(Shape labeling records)
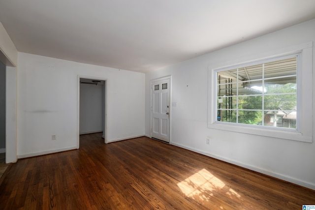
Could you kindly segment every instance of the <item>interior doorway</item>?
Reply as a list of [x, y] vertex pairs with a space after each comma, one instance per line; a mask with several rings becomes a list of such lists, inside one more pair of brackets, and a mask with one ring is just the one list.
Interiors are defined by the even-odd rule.
[[102, 132], [107, 143], [106, 78], [78, 76], [78, 135]]
[[5, 163], [6, 67], [0, 61], [0, 164]]
[[151, 86], [151, 136], [170, 141], [171, 77], [152, 80]]

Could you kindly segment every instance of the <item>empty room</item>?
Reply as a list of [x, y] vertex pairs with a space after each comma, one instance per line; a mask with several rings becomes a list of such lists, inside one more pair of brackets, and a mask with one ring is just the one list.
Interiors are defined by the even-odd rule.
[[315, 209], [315, 11], [1, 0], [0, 209]]

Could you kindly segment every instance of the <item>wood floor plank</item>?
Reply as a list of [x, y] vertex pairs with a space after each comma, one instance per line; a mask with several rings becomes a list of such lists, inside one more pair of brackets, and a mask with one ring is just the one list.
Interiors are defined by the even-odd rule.
[[301, 209], [315, 191], [147, 137], [19, 160], [0, 209]]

__STATED PROBLEM__. Resize the shape labeling records above by writing out all of the lines again, requests included, with every coordinate in the answers multiplied by 1.25 and rounded to a whole number, halves rounded up. Leave the numbers in the requests unchanged, and omit the pictures from your answer.

__PROBLEM SOLUTION__.
Could you kindly segment every instance of the <item>interior doorway</item>?
Reply as a list of [x, y] vertex pairs with a space after each comma, one instance per line; a mask with several rings becomes a list of such lists, inside one more pair of brackets, and a mask with one ring is just the one list.
Interiors are defined by the even-odd rule.
[[128, 165], [134, 179], [133, 98], [98, 95], [98, 169]]
[[6, 204], [8, 84], [0, 76], [0, 205]]
[[189, 108], [189, 170], [213, 176], [214, 96], [190, 100]]

Could you kindly segment every instance of the <item>empty room</item>?
Reply as a list of [x, y] vertex pairs with a space after each comma, one instance per line; a mask with several rings becomes a list of such lists, inside one more pair of brackets, and a mask with one ring is just the one list.
Interiors are defined by the even-odd rule.
[[394, 261], [394, 14], [1, 0], [0, 261]]

Could you kindly segment every instance of the <item>wood floor plank</item>?
Reply as a list of [x, y] vertex pairs with a space after each comma, one instance per line; a mask with several rings becomes a list of such lists, inside one more pair of brackets, and a mask with one ring is just the one list.
Interiors are defined by the even-odd rule.
[[376, 261], [394, 239], [184, 171], [24, 200], [0, 261]]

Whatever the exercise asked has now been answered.